→ TASK TO CARRY OUT:
Please pick out each line in the entries that contains the word "hair" and copy those lines.

→ SUPPLIED MATERIAL:
[START]

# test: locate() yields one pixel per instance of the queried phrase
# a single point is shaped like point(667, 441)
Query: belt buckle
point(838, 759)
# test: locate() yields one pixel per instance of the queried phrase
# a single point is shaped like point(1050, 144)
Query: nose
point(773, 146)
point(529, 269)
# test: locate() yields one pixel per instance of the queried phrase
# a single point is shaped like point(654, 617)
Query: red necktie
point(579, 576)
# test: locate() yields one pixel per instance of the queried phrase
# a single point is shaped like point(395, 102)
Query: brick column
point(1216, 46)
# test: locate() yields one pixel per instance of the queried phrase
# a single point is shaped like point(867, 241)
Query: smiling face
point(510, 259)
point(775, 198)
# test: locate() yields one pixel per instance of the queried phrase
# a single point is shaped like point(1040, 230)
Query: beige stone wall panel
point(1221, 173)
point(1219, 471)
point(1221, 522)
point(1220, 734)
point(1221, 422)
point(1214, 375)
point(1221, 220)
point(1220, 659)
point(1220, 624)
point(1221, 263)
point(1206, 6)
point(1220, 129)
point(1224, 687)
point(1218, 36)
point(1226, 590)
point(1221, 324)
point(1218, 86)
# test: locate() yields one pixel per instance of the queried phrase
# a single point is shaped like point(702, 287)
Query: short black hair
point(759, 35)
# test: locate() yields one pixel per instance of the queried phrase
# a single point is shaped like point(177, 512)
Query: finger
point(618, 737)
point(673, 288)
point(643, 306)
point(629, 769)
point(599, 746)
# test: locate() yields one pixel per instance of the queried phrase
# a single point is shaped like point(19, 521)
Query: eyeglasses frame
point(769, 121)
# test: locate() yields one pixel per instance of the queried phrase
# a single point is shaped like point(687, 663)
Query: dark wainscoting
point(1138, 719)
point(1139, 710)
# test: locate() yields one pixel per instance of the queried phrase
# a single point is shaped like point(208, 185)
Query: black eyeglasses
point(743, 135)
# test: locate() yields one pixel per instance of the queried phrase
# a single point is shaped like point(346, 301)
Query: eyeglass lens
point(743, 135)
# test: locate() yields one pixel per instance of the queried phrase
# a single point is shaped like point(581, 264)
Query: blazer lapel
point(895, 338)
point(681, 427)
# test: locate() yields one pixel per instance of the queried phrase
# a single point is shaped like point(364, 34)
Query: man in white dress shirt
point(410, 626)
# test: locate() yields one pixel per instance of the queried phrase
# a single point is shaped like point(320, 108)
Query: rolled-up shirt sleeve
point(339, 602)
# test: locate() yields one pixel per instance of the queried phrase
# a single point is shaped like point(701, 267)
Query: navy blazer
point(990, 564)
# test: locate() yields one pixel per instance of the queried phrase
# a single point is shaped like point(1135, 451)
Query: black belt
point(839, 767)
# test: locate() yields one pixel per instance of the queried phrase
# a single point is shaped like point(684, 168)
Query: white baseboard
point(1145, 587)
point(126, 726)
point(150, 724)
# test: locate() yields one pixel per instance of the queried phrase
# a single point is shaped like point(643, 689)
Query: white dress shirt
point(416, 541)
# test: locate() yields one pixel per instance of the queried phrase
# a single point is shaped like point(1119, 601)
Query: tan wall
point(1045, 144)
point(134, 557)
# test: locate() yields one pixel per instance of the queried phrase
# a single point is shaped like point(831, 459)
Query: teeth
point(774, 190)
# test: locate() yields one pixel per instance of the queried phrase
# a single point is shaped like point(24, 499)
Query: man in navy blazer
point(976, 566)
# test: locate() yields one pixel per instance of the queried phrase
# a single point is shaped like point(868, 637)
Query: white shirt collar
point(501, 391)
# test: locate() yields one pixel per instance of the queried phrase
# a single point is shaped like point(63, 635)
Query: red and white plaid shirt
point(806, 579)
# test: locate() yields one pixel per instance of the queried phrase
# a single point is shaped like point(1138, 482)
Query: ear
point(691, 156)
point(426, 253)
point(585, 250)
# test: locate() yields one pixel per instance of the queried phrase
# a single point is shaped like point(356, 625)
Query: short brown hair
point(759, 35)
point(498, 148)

[END]

→ WRITTEN SOLUTION:
Query: short black hair
Query: short brown hair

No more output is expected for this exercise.